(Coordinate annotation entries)
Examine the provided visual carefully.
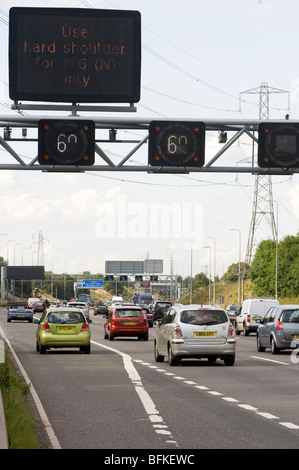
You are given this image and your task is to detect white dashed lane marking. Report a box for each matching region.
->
[134,356,299,430]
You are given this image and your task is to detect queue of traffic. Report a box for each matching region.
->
[7,298,299,366]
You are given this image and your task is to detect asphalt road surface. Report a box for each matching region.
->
[0,309,299,452]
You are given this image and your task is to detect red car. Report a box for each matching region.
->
[104,305,148,341]
[32,301,45,313]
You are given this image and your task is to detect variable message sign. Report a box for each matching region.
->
[9,7,141,103]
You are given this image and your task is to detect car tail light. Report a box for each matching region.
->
[174,324,183,337]
[81,322,88,331]
[276,320,283,331]
[43,322,51,331]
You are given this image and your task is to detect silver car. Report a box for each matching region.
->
[154,304,236,366]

• **Exercise prompt**
Reproduce the listing above word for word, leaving out the picture.

• **Result below**
Examine the provided visual carefully.
You are given this image and your task is to detect white dashed lane marking. Report a box for each matching region.
->
[134,356,299,430]
You are given this image and your task is to detect queue of traffic. Report a box for each matching region.
->
[7,298,299,366]
You are given this image and your task is to detect asphalt road surface. Report a box for each matching region.
->
[0,309,299,452]
You are given this image and your task is to detect red car. Report a box for each matching region.
->
[104,305,148,341]
[32,301,45,313]
You are given this image and your task is to detect variable message sign. Report a box for each matching region.
->
[9,7,141,103]
You are given this image and your task is to detect car tail light. Report a box for each matching region.
->
[174,324,183,337]
[81,322,88,331]
[276,320,283,331]
[43,322,51,331]
You are given this image and your task is to detect silver car. Report a box for each matching region.
->
[154,304,236,366]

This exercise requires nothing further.